-- SUPPLIED MATERIAL --
- - - - - - -

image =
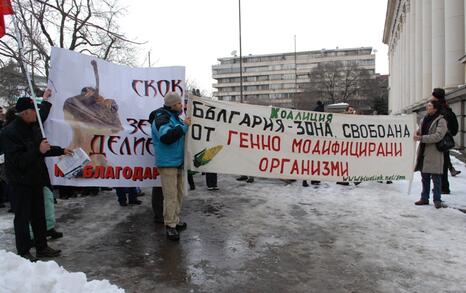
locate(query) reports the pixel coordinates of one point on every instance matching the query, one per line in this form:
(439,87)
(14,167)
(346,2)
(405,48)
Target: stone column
(438,43)
(454,42)
(418,49)
(426,48)
(411,52)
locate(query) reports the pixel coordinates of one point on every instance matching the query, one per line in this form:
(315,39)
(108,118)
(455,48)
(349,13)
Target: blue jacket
(168,132)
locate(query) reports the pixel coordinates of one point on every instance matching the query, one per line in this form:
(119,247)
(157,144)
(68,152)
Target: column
(412,56)
(454,42)
(438,43)
(418,49)
(426,48)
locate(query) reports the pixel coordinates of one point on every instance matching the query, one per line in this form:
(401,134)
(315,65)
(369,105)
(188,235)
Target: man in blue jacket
(168,134)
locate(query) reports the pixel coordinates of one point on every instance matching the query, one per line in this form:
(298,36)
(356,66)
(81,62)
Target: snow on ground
(373,231)
(20,275)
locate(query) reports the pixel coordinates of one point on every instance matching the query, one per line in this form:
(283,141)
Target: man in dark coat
(438,94)
(25,150)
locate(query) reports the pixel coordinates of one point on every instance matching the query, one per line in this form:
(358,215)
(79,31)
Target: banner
(282,143)
(103,108)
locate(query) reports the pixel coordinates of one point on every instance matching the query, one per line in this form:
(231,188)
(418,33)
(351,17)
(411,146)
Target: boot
(453,172)
(181,226)
(29,257)
(48,252)
(54,234)
(422,202)
(172,234)
(439,204)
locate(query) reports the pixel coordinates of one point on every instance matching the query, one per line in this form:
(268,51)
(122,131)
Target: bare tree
(85,26)
(333,82)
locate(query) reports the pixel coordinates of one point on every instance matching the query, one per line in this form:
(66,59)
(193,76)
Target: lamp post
(240,56)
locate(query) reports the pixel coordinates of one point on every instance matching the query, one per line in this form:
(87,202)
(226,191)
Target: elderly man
(25,150)
(168,134)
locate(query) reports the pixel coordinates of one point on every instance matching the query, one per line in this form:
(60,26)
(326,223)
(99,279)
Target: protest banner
(271,142)
(103,108)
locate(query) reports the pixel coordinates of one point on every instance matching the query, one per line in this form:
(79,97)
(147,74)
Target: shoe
(48,252)
(158,220)
(343,183)
(172,234)
(453,172)
(29,257)
(439,204)
(422,202)
(181,226)
(54,234)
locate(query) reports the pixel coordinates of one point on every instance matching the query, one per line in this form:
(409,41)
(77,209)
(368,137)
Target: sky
(195,33)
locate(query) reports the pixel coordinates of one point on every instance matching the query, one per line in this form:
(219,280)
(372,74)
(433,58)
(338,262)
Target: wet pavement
(237,240)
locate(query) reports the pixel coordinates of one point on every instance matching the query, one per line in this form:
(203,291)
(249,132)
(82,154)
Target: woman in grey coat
(429,159)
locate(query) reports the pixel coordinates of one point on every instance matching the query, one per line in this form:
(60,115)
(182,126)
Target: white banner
(103,108)
(261,141)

- - - - - - -

-- SET TASK --
Count the lines in the entries above that contain the string "blue", with case mattering, and reply with that number alone.

-- COMPLETED TASK --
2